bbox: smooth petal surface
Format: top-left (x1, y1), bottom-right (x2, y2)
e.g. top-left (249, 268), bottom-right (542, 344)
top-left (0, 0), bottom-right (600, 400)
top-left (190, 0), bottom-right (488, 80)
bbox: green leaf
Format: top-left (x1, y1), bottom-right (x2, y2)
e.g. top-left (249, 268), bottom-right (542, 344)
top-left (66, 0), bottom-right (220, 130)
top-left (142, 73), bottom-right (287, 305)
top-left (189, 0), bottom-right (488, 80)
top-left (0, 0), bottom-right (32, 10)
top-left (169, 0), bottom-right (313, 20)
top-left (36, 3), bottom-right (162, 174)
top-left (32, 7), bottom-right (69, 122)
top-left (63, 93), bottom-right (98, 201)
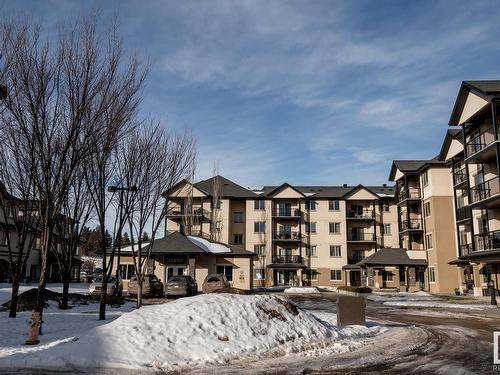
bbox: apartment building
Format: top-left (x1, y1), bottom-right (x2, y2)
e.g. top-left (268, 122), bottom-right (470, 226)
top-left (442, 81), bottom-right (500, 295)
top-left (389, 157), bottom-right (457, 293)
top-left (165, 176), bottom-right (399, 287)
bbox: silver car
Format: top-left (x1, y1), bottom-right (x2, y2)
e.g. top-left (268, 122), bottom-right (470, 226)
top-left (165, 276), bottom-right (198, 297)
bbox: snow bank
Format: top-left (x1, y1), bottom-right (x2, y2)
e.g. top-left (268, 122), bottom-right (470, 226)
top-left (0, 294), bottom-right (382, 370)
top-left (188, 236), bottom-right (231, 253)
top-left (285, 287), bottom-right (319, 294)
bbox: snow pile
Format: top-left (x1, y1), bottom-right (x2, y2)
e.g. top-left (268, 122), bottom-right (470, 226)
top-left (0, 294), bottom-right (382, 370)
top-left (285, 287), bottom-right (319, 294)
top-left (187, 236), bottom-right (231, 253)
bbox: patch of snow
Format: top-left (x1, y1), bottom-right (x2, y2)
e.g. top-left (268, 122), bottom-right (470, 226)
top-left (187, 236), bottom-right (231, 254)
top-left (285, 287), bottom-right (320, 294)
top-left (0, 294), bottom-right (384, 370)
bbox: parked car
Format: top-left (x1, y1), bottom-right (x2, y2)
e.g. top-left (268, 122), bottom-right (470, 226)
top-left (202, 274), bottom-right (231, 293)
top-left (165, 276), bottom-right (198, 297)
top-left (89, 276), bottom-right (123, 296)
top-left (128, 274), bottom-right (163, 297)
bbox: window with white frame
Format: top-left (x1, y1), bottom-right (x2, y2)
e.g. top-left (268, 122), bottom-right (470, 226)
top-left (424, 202), bottom-right (431, 217)
top-left (253, 199), bottom-right (266, 210)
top-left (422, 171), bottom-right (429, 186)
top-left (306, 245), bottom-right (316, 257)
top-left (328, 199), bottom-right (340, 211)
top-left (425, 233), bottom-right (432, 249)
top-left (330, 245), bottom-right (342, 257)
top-left (428, 267), bottom-right (436, 283)
top-left (328, 223), bottom-right (340, 234)
top-left (253, 245), bottom-right (266, 256)
top-left (330, 270), bottom-right (342, 281)
top-left (253, 221), bottom-right (266, 233)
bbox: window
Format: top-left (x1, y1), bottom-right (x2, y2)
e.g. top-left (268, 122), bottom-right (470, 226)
top-left (329, 223), bottom-right (340, 234)
top-left (253, 268), bottom-right (264, 280)
top-left (116, 264), bottom-right (135, 280)
top-left (253, 245), bottom-right (266, 256)
top-left (233, 234), bottom-right (243, 245)
top-left (328, 200), bottom-right (340, 211)
top-left (306, 223), bottom-right (316, 233)
top-left (253, 221), bottom-right (266, 233)
top-left (307, 201), bottom-right (316, 211)
top-left (306, 268), bottom-right (318, 280)
top-left (330, 270), bottom-right (342, 281)
top-left (306, 245), bottom-right (316, 257)
top-left (233, 212), bottom-right (243, 223)
top-left (428, 267), bottom-right (436, 283)
top-left (330, 245), bottom-right (342, 257)
top-left (380, 224), bottom-right (391, 236)
top-left (424, 202), bottom-right (431, 217)
top-left (422, 171), bottom-right (429, 186)
top-left (425, 233), bottom-right (432, 249)
top-left (382, 271), bottom-right (394, 281)
top-left (217, 266), bottom-right (233, 282)
top-left (253, 199), bottom-right (266, 210)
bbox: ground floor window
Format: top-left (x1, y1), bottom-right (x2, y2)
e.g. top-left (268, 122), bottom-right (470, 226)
top-left (253, 268), bottom-right (264, 280)
top-left (429, 267), bottom-right (436, 283)
top-left (216, 266), bottom-right (233, 281)
top-left (330, 270), bottom-right (342, 281)
top-left (120, 264), bottom-right (135, 280)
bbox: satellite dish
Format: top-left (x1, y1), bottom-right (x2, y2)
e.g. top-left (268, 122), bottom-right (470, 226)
top-left (0, 85), bottom-right (8, 100)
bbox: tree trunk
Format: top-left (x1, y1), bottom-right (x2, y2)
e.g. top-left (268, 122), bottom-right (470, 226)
top-left (9, 276), bottom-right (19, 318)
top-left (60, 272), bottom-right (71, 310)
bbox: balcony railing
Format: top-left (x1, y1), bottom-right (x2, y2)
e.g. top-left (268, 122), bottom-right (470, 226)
top-left (347, 232), bottom-right (377, 242)
top-left (347, 210), bottom-right (375, 219)
top-left (470, 177), bottom-right (500, 203)
top-left (401, 219), bottom-right (424, 230)
top-left (456, 207), bottom-right (471, 221)
top-left (399, 187), bottom-right (420, 202)
top-left (273, 254), bottom-right (303, 264)
top-left (453, 168), bottom-right (467, 185)
top-left (273, 208), bottom-right (301, 219)
top-left (474, 230), bottom-right (500, 251)
top-left (273, 232), bottom-right (302, 241)
top-left (466, 127), bottom-right (498, 156)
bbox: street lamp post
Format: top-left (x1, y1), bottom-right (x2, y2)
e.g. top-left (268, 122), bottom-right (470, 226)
top-left (108, 186), bottom-right (137, 293)
top-left (488, 280), bottom-right (497, 306)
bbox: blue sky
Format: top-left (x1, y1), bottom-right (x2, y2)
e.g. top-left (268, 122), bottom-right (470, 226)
top-left (0, 0), bottom-right (500, 186)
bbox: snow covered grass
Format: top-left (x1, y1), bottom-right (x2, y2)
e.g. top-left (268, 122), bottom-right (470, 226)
top-left (285, 287), bottom-right (320, 294)
top-left (0, 294), bottom-right (384, 370)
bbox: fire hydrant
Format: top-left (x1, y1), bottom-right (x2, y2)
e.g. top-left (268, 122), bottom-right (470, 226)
top-left (26, 311), bottom-right (41, 345)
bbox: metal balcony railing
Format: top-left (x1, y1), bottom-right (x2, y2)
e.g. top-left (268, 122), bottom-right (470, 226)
top-left (272, 208), bottom-right (301, 219)
top-left (470, 177), bottom-right (500, 203)
top-left (401, 219), bottom-right (424, 230)
top-left (474, 230), bottom-right (500, 251)
top-left (347, 210), bottom-right (375, 219)
top-left (273, 232), bottom-right (302, 241)
top-left (273, 254), bottom-right (303, 264)
top-left (347, 232), bottom-right (377, 242)
top-left (466, 126), bottom-right (499, 156)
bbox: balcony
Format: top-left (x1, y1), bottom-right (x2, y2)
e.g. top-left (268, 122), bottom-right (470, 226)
top-left (401, 219), bottom-right (424, 231)
top-left (470, 177), bottom-right (500, 208)
top-left (474, 230), bottom-right (500, 251)
top-left (456, 207), bottom-right (472, 222)
top-left (272, 208), bottom-right (302, 220)
top-left (453, 168), bottom-right (467, 186)
top-left (347, 232), bottom-right (377, 242)
top-left (399, 187), bottom-right (421, 202)
top-left (347, 210), bottom-right (375, 220)
top-left (273, 232), bottom-right (302, 242)
top-left (273, 254), bottom-right (303, 265)
top-left (466, 126), bottom-right (498, 158)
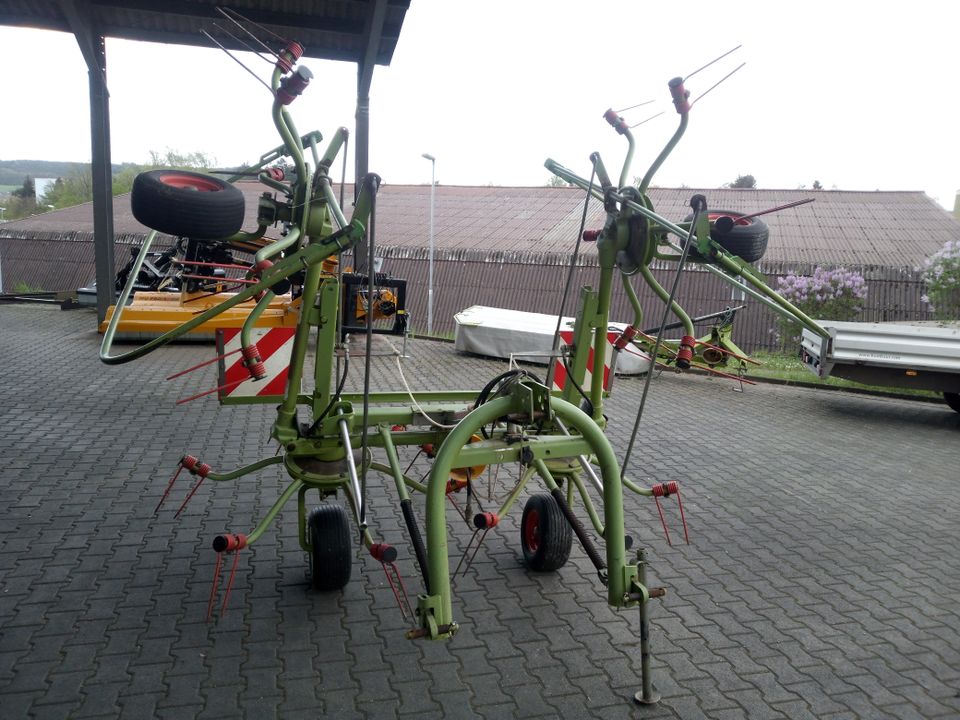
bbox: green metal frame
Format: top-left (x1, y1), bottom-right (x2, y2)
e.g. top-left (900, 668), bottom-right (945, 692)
top-left (100, 46), bottom-right (820, 652)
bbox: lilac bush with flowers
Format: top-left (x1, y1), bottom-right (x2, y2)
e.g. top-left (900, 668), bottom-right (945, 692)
top-left (917, 240), bottom-right (960, 320)
top-left (777, 267), bottom-right (867, 344)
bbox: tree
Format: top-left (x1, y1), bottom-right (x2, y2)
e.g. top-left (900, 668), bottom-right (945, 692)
top-left (727, 175), bottom-right (757, 190)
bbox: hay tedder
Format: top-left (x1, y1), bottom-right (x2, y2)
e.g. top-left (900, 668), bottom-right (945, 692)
top-left (100, 21), bottom-right (819, 702)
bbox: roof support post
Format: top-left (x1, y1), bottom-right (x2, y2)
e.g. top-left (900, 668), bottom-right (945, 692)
top-left (60, 0), bottom-right (115, 323)
top-left (353, 0), bottom-right (387, 273)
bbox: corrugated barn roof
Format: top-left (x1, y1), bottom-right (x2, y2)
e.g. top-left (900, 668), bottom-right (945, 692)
top-left (0, 183), bottom-right (960, 272)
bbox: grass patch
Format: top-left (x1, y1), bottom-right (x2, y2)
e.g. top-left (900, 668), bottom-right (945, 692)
top-left (747, 352), bottom-right (943, 399)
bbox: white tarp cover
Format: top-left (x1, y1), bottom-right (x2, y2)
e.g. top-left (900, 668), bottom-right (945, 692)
top-left (453, 305), bottom-right (650, 375)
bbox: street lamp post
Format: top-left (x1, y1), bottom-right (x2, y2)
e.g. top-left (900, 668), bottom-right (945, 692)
top-left (423, 153), bottom-right (437, 335)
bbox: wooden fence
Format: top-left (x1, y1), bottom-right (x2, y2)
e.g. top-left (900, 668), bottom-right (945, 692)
top-left (0, 232), bottom-right (932, 352)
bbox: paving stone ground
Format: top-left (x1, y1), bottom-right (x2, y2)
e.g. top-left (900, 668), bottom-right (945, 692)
top-left (0, 305), bottom-right (960, 720)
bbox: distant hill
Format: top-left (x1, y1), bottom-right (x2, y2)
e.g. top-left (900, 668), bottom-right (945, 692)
top-left (0, 160), bottom-right (123, 185)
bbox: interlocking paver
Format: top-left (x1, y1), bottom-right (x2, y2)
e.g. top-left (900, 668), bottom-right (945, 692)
top-left (0, 305), bottom-right (960, 720)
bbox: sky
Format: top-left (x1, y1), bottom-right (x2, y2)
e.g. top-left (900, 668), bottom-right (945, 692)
top-left (0, 0), bottom-right (960, 209)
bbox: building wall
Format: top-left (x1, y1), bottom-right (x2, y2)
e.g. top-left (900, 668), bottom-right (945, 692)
top-left (0, 233), bottom-right (932, 352)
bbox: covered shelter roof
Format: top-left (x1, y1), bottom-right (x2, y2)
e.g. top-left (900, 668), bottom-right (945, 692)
top-left (0, 0), bottom-right (410, 65)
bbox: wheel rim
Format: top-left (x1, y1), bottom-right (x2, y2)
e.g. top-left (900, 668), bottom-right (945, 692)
top-left (159, 173), bottom-right (221, 192)
top-left (523, 510), bottom-right (540, 552)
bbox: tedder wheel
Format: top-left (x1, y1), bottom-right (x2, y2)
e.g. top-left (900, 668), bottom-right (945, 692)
top-left (307, 505), bottom-right (353, 590)
top-left (130, 170), bottom-right (245, 240)
top-left (943, 392), bottom-right (960, 412)
top-left (686, 210), bottom-right (770, 262)
top-left (520, 493), bottom-right (573, 572)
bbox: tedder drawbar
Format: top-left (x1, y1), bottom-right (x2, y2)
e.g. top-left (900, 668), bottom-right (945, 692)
top-left (100, 21), bottom-right (821, 702)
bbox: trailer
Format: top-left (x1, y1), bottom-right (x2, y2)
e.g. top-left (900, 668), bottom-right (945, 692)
top-left (800, 320), bottom-right (960, 412)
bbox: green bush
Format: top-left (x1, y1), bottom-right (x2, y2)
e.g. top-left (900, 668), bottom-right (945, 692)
top-left (777, 267), bottom-right (867, 347)
top-left (917, 240), bottom-right (960, 320)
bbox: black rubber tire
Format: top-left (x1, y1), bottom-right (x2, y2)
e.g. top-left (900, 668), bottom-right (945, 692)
top-left (307, 505), bottom-right (353, 590)
top-left (520, 493), bottom-right (573, 572)
top-left (685, 210), bottom-right (770, 262)
top-left (943, 392), bottom-right (960, 412)
top-left (130, 170), bottom-right (245, 240)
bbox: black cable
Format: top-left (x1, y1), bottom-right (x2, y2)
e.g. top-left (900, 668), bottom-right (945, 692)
top-left (560, 353), bottom-right (593, 417)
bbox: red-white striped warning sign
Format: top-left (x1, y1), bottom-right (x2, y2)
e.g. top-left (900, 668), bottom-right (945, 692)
top-left (217, 328), bottom-right (296, 402)
top-left (553, 330), bottom-right (620, 391)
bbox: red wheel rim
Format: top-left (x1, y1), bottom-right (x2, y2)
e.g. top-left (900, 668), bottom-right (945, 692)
top-left (707, 213), bottom-right (753, 225)
top-left (159, 172), bottom-right (223, 192)
top-left (523, 510), bottom-right (540, 552)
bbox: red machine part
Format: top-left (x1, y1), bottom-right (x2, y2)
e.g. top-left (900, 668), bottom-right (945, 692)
top-left (207, 533), bottom-right (247, 622)
top-left (153, 455), bottom-right (213, 517)
top-left (277, 40), bottom-right (303, 73)
top-left (370, 543), bottom-right (416, 622)
top-left (241, 342), bottom-right (267, 380)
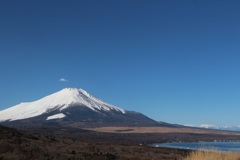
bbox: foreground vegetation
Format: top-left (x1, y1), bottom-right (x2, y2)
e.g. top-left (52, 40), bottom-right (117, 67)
top-left (184, 150), bottom-right (240, 160)
top-left (0, 125), bottom-right (240, 160)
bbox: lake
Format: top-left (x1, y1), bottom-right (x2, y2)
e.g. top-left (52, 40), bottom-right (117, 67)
top-left (151, 142), bottom-right (240, 152)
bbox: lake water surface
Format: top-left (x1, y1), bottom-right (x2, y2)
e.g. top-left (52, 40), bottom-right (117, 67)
top-left (152, 142), bottom-right (240, 152)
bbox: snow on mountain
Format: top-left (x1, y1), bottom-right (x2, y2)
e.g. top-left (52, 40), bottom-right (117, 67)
top-left (0, 88), bottom-right (125, 122)
top-left (46, 113), bottom-right (66, 120)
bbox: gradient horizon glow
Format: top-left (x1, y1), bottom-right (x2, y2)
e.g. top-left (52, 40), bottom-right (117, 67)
top-left (0, 0), bottom-right (240, 126)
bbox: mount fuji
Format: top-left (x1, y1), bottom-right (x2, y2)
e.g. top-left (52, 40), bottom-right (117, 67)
top-left (0, 88), bottom-right (159, 126)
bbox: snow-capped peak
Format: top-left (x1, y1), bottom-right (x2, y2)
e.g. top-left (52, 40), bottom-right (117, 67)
top-left (0, 88), bottom-right (125, 122)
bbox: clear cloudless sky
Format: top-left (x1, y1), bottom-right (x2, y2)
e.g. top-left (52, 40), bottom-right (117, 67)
top-left (0, 0), bottom-right (240, 126)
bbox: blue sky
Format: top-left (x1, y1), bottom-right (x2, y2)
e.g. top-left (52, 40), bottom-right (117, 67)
top-left (0, 0), bottom-right (240, 125)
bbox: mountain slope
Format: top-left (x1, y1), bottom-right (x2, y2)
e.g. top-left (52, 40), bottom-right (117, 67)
top-left (0, 88), bottom-right (158, 126)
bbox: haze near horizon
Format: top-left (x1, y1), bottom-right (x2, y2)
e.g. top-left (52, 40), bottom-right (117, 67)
top-left (0, 0), bottom-right (240, 126)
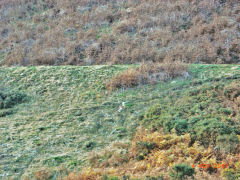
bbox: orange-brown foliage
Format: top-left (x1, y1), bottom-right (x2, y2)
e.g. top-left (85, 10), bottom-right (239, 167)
top-left (0, 0), bottom-right (240, 65)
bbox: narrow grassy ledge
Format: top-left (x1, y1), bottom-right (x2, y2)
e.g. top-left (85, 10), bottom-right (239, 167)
top-left (0, 65), bottom-right (240, 179)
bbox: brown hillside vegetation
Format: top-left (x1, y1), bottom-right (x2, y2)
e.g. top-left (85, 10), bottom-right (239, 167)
top-left (0, 0), bottom-right (240, 66)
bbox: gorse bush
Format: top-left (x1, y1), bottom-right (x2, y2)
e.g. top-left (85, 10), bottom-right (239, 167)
top-left (60, 128), bottom-right (239, 180)
top-left (0, 0), bottom-right (240, 66)
top-left (170, 164), bottom-right (196, 180)
top-left (142, 81), bottom-right (240, 153)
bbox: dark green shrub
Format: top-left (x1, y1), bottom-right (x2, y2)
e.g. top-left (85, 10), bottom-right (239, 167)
top-left (170, 164), bottom-right (196, 180)
top-left (175, 119), bottom-right (188, 135)
top-left (142, 82), bottom-right (240, 152)
top-left (137, 142), bottom-right (157, 160)
top-left (217, 133), bottom-right (239, 153)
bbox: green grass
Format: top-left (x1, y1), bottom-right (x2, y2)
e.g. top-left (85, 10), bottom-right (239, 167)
top-left (0, 65), bottom-right (240, 179)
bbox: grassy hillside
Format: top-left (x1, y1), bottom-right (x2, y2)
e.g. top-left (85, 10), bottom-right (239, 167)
top-left (0, 0), bottom-right (240, 66)
top-left (0, 65), bottom-right (240, 179)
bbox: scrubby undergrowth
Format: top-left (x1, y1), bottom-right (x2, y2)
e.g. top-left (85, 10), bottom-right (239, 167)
top-left (0, 65), bottom-right (240, 179)
top-left (0, 0), bottom-right (240, 65)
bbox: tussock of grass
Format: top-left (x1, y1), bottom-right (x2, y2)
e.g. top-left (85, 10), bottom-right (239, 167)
top-left (0, 0), bottom-right (240, 66)
top-left (0, 65), bottom-right (240, 179)
top-left (106, 62), bottom-right (189, 91)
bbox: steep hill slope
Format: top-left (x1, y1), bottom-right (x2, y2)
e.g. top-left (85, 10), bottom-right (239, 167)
top-left (0, 0), bottom-right (240, 66)
top-left (0, 65), bottom-right (240, 179)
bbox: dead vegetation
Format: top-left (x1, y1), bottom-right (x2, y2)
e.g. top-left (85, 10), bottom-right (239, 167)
top-left (106, 61), bottom-right (189, 91)
top-left (0, 0), bottom-right (240, 66)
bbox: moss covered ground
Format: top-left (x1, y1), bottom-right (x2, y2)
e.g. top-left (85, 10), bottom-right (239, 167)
top-left (0, 64), bottom-right (240, 179)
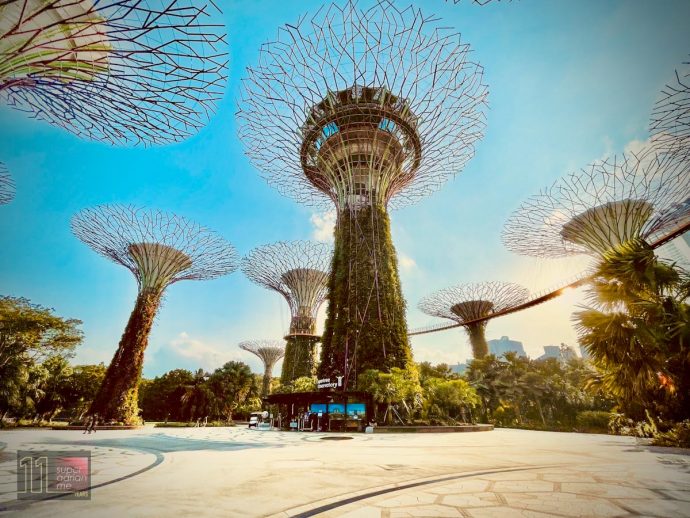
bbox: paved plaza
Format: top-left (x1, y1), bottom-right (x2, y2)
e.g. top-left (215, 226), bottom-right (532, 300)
top-left (0, 427), bottom-right (690, 518)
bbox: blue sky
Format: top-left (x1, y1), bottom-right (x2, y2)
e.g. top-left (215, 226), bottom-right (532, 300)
top-left (0, 0), bottom-right (690, 376)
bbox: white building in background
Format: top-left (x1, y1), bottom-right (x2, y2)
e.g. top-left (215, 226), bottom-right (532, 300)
top-left (537, 344), bottom-right (577, 363)
top-left (487, 336), bottom-right (527, 358)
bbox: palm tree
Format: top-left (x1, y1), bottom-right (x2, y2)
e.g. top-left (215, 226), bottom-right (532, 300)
top-left (574, 241), bottom-right (690, 424)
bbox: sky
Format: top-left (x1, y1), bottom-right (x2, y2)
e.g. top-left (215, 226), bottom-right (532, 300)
top-left (0, 0), bottom-right (690, 377)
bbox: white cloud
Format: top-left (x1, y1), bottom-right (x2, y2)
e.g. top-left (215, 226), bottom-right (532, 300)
top-left (145, 331), bottom-right (260, 375)
top-left (309, 210), bottom-right (336, 243)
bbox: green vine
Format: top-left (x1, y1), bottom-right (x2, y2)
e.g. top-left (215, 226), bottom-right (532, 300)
top-left (319, 206), bottom-right (416, 389)
top-left (89, 289), bottom-right (162, 425)
top-left (280, 335), bottom-right (318, 385)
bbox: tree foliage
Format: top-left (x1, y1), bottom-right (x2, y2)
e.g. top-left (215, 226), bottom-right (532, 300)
top-left (0, 296), bottom-right (82, 417)
top-left (465, 353), bottom-right (614, 430)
========================================
### Task description:
Copy the listing above without changes, everything from the line containing "bbox: red machine part" down to the line containing "top-left (151, 142), bottom-right (240, 152)", both of those lines included. Leave the pictures out.

### Complete answer:
bbox: red machine part
Format: top-left (x1, y1), bottom-right (x2, y2)
e.g. top-left (900, 668), bottom-right (945, 692)
top-left (207, 533), bottom-right (247, 622)
top-left (153, 455), bottom-right (213, 517)
top-left (277, 40), bottom-right (303, 73)
top-left (370, 543), bottom-right (416, 622)
top-left (241, 342), bottom-right (267, 380)
bbox: foreground vegetation
Format: top-left (x1, y1), bottom-right (x2, y2)
e.g. top-left (52, 40), bottom-right (117, 67)
top-left (184, 150), bottom-right (240, 160)
top-left (0, 125), bottom-right (240, 160)
bbox: lake
Format: top-left (x1, y1), bottom-right (x2, y2)
e.g. top-left (52, 40), bottom-right (117, 67)
top-left (151, 142), bottom-right (240, 152)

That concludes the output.